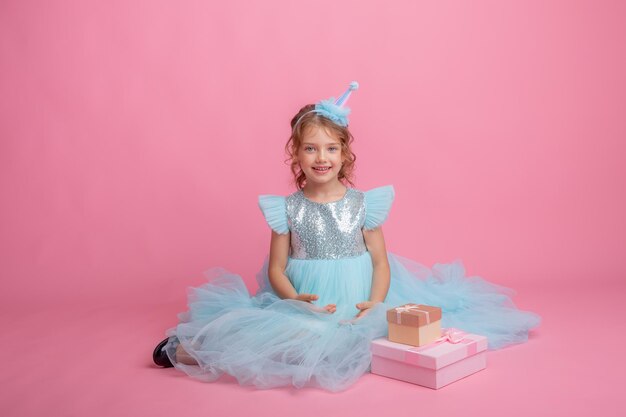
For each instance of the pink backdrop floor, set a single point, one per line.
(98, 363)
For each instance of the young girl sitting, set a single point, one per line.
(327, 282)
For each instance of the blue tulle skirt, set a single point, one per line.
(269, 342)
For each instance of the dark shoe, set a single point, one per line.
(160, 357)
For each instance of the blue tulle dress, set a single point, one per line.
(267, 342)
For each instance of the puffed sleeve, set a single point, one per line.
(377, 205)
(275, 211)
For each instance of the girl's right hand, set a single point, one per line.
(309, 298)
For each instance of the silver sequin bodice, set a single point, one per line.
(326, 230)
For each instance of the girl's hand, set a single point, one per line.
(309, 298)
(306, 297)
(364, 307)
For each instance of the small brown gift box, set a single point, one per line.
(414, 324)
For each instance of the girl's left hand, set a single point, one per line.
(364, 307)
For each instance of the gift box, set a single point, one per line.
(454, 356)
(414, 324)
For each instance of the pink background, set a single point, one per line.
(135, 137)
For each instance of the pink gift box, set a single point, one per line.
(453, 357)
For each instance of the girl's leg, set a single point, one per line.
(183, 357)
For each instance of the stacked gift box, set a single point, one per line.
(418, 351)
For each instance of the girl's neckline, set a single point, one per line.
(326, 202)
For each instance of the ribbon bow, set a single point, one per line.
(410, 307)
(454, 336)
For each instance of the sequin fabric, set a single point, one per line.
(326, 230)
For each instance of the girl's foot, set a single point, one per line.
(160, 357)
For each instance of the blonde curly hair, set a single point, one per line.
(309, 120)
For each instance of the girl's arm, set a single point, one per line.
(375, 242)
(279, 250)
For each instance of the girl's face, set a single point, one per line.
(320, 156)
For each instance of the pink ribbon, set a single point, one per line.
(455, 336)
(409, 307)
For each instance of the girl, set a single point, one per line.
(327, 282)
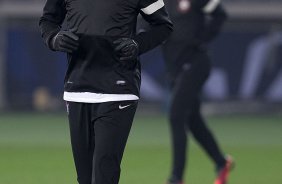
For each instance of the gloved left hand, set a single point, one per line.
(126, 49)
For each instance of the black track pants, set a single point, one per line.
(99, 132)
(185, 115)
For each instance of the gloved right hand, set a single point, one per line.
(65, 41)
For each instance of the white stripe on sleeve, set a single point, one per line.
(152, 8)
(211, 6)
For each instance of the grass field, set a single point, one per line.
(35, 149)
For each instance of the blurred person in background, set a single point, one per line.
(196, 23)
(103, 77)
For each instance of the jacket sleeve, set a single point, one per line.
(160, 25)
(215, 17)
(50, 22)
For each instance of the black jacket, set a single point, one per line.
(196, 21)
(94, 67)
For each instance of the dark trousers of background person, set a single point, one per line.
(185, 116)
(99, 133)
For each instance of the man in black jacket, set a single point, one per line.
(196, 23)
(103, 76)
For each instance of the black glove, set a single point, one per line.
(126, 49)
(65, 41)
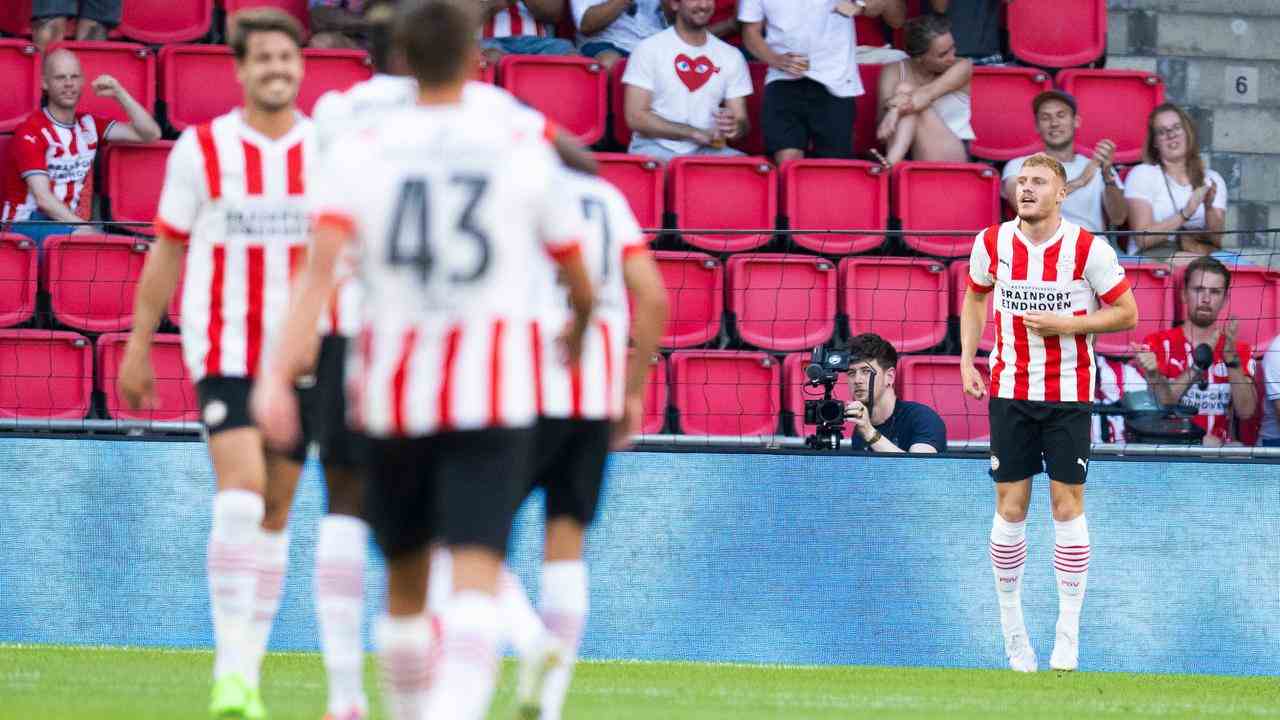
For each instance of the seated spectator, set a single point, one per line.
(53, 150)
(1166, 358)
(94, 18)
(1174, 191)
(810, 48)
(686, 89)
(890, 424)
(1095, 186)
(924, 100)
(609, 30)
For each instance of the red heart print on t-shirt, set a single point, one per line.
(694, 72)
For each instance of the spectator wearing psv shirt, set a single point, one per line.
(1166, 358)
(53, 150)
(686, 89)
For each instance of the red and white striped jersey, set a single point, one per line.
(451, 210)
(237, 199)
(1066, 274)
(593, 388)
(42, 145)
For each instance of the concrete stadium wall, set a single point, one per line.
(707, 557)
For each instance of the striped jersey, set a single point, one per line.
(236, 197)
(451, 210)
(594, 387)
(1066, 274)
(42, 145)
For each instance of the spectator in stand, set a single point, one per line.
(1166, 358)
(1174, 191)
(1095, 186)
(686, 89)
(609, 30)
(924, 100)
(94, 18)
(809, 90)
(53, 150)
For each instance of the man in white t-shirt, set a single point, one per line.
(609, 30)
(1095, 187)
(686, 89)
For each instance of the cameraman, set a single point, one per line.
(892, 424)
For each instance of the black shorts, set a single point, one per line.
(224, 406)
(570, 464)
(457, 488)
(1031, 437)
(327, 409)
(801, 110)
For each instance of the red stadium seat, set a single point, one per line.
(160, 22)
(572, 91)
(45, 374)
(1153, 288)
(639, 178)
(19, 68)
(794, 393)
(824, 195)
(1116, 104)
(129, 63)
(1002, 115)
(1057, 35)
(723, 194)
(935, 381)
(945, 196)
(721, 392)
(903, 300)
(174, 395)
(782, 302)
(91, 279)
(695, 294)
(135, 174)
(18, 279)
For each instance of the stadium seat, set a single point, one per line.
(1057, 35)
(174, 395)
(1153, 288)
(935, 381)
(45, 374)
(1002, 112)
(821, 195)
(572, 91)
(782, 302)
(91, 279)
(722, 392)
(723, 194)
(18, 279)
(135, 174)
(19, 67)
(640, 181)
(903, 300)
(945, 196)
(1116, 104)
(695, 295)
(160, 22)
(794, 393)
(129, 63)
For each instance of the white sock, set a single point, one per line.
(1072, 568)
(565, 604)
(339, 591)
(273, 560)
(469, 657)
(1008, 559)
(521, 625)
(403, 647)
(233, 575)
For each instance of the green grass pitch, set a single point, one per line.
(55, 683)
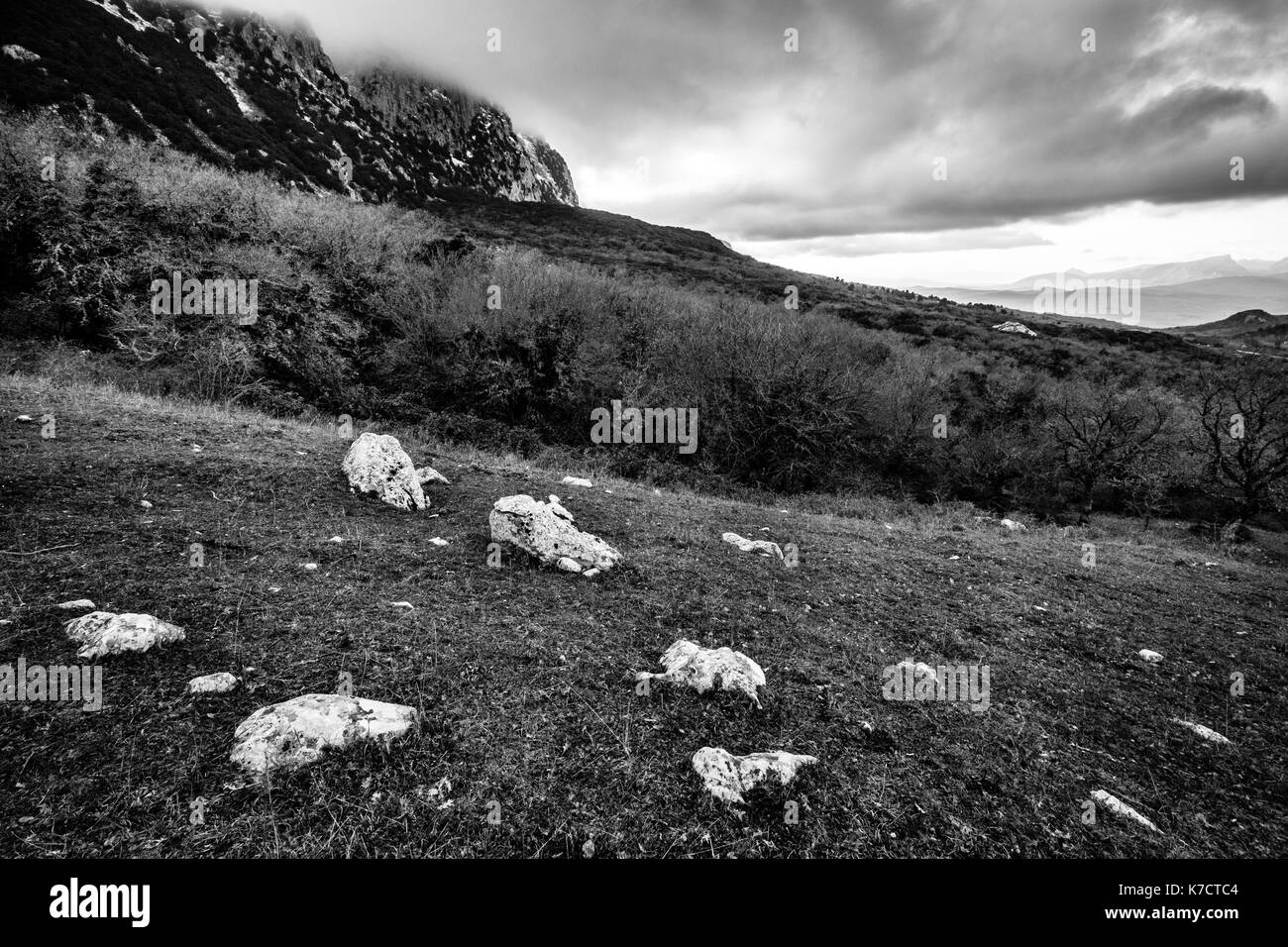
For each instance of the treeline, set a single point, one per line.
* * *
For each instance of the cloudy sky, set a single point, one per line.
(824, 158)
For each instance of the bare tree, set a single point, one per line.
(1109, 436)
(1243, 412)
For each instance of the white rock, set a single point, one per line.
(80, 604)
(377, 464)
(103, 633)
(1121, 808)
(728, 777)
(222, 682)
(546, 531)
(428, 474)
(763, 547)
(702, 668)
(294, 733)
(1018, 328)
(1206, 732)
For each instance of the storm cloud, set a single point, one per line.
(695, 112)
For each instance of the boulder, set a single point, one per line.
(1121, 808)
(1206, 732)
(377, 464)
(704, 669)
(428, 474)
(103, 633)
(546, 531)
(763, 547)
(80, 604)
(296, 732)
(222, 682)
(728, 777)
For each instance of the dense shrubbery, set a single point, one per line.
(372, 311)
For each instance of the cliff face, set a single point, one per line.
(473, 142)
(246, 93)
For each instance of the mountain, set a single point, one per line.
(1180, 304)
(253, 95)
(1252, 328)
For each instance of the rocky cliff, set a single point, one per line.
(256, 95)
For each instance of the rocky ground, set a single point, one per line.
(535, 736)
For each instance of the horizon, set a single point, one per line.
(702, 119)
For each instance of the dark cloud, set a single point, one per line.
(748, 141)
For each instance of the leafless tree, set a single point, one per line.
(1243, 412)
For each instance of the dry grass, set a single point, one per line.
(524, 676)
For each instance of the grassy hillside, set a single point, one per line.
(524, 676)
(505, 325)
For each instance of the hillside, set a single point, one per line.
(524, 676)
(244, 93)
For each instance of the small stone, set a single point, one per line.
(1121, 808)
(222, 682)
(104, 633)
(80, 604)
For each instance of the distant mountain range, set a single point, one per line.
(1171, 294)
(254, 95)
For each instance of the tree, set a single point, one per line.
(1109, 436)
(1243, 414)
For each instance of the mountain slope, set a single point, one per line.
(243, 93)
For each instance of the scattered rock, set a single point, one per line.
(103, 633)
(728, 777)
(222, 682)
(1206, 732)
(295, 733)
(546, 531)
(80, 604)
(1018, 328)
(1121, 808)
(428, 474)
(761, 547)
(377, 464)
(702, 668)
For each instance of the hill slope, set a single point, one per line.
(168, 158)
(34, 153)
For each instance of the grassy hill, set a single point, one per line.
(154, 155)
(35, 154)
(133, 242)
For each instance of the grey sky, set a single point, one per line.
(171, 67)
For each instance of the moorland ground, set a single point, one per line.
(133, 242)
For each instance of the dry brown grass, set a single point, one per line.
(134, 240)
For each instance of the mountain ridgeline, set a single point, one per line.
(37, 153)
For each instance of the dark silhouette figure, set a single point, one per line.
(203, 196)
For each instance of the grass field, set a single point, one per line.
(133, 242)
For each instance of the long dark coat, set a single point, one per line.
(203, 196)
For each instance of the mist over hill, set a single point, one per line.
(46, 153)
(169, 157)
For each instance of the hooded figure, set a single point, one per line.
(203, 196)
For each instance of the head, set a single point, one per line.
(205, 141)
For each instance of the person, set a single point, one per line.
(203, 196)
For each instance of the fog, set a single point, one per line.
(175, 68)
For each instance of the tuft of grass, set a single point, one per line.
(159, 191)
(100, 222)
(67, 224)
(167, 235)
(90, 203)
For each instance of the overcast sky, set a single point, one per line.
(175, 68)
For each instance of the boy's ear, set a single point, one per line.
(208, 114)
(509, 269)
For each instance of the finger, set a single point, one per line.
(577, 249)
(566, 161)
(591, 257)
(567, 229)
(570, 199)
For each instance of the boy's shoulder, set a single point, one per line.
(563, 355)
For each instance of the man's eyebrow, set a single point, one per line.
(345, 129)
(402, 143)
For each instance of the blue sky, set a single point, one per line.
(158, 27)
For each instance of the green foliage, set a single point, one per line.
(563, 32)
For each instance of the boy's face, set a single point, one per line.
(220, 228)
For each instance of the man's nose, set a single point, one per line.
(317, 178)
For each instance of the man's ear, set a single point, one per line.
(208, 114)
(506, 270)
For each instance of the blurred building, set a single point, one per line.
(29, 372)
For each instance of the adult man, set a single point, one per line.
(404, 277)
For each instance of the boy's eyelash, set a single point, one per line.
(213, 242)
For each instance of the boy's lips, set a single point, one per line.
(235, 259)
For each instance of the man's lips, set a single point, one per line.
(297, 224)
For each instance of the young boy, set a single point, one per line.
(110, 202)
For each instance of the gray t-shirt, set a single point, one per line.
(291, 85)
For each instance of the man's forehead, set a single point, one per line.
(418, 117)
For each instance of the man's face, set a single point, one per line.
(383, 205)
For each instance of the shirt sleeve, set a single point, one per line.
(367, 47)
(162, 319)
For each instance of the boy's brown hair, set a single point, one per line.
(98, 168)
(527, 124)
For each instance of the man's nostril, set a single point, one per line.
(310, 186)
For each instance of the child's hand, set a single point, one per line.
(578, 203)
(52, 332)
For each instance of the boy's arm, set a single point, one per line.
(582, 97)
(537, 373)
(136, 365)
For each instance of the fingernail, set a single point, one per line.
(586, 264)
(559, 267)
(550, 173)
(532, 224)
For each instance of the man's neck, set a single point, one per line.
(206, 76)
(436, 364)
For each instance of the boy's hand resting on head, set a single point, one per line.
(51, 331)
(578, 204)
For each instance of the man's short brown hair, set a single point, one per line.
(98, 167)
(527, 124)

SET EXERCISE: Locate every line in the data above that contains the string "tulle", treating uppercase and lowercase letters as different, and copy each of those lines out.

TASK SOLUTION:
For each instance of the blue tulle skirt, set a single point, one per line.
For each instance of the blue tulle dress, set a single point, one per line.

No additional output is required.